■ **Exercices à réaliser**
a - D'après l'extrait de page sur le code électoral camerounais, combien d'amendements la représentation nationale a-t-elle imposés ?
b - Relevez tous les acteurs « du dedans » que l'extrait de page sur le code électoral camerounais énumère entre parenthèses.

■ **Extrait de page**
4- S'agissant du vote du code électoral par voie référendaire.

L'ancien ministre autoproclamé «spécialiste des questions électorales», fait du référendum, parce que celui-ci bénéficierait du préjugé consensuel, la voie idoine pour le vote du Code Electoral, tout en confondant consensus et unanimité.

D'abord, il est utile de savoir que l'option pour la voie parlementaire, ou celle référendaire, intègre plusieurs rationalités, dont les rationalités financières et technocratiques, entre autres. Sur quelle base l'ancien ministre fonde-t-il alors son choix? On ne sait.

Ceci dit, nous sommes dans un Etat polyarchique, lequel induit l'implication d'acteurs multiples dans le processus décisionnel. Dans le domaine qui nous concerne ici par exemple, outre les acteurs du «dedans» (gouvernement, partis politiques, Elécam, Société Civile prodé¬mocratique...), l'on observe symétriquement une mobilisation d'acteurs dominant les espaces internationaux et transnationaux globalisés du consensus de Washington. Ce faisant, en étant avisé de ces éléments pragmatiques qui traduisent, entre autres, l'affaiblissement de la puissance publique en tant que commandement, l'on ne saurait soutenir, sauf à avoir une perception bien ciblée du consensus, la thèse d'un code électoral camerounais non consensuel, sous le fallacieux motif qu'une certaine opposition parlementaire, par ailleurs coutumière de la logique de la chaise vide pour exister, a boycotté les délibérations finales de la loi n° 2012/001 du 19 avril 2012 portant code électoral.

On se doit à la vérité de reconnaître, d'une part, que la validation du code visé n'a pas été rectiligne. Elle a été précédée plutôt d'un marchandage politique entre différents acteurs (locaux et transnationaux), œuvrant tous pour l'amélioration de la gouvernance électorale au Cameroun, dans le cadre de plusieurs espaces de concertation initiés par Elécam et le gouvernement, notamment en vue de l'harmonisation des législations électorales existantes. D'autre part, ce code qui a par ailleurs fait l'objet de vives discussions parlementaires marquées par l'affirmation de l'autonomie de la représentation nationale, laquelle a imposé 300 amendements, intègre les propositions essentielles formulées dans les rapports des observateurs électoraux sur le déroulement de la dernière présidentielle; mais aussi celles des citoyens-électeurs (la limitation du droit à la candidature en vue d'éviter le piège des démocraties électorales cosmétiques, ou ce que Patrick Quentin appelle des «Elections pas comme les autres»; la réforme d'Elécam dans le sens de la définition d'une hiérarchie claire entre l'organe de direction et le conseil électoral...)

■ **Extrait des données**
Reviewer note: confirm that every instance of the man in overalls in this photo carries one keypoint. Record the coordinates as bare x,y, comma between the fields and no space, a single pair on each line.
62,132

■ **Corrigé des exercices**
a - Elle a imposé 300 amendements.

b - Le gouvernement, les partis politiques, Elécam, la Société Civile prodémocratique